### Written request
Pick out each line in the entries below that contains the string "snowy", and copy those lines. Case counts.

————

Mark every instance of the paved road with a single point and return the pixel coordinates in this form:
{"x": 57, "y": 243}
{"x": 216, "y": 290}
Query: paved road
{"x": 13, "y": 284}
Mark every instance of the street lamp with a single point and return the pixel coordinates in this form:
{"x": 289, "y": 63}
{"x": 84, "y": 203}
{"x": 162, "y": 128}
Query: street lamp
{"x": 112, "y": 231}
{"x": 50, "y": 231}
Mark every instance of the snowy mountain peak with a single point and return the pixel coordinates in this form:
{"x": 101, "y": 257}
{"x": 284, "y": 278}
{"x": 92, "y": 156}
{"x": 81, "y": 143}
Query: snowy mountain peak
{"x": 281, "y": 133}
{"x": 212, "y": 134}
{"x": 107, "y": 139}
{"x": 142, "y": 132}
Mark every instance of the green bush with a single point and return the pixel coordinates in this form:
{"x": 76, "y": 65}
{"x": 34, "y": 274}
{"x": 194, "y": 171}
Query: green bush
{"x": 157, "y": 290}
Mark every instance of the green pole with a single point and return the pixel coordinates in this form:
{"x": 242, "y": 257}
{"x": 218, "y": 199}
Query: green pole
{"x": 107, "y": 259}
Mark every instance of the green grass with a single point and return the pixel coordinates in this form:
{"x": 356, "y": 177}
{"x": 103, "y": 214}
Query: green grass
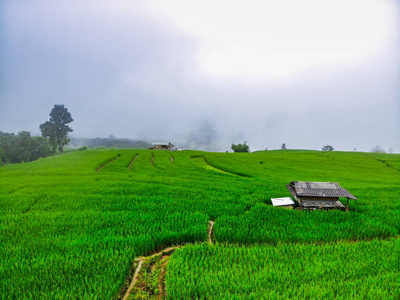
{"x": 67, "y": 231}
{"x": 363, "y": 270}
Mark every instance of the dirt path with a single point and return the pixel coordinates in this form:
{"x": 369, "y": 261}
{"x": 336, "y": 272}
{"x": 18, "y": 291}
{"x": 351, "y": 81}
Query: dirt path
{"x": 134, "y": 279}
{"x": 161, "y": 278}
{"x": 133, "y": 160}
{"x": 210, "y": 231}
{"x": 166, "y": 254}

————

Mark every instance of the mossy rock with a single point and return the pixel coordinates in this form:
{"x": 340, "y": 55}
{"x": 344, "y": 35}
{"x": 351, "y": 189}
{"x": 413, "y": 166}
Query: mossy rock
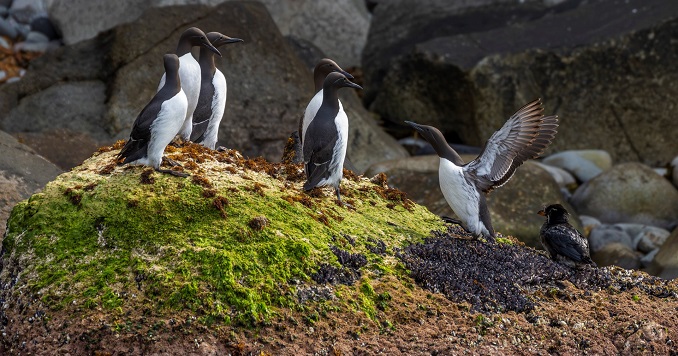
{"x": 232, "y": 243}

————

### Output of the exercise
Mark every instance of the snowy mountain peak with a single point and return the pixel coordinates in this form:
Query: snowy mountain peak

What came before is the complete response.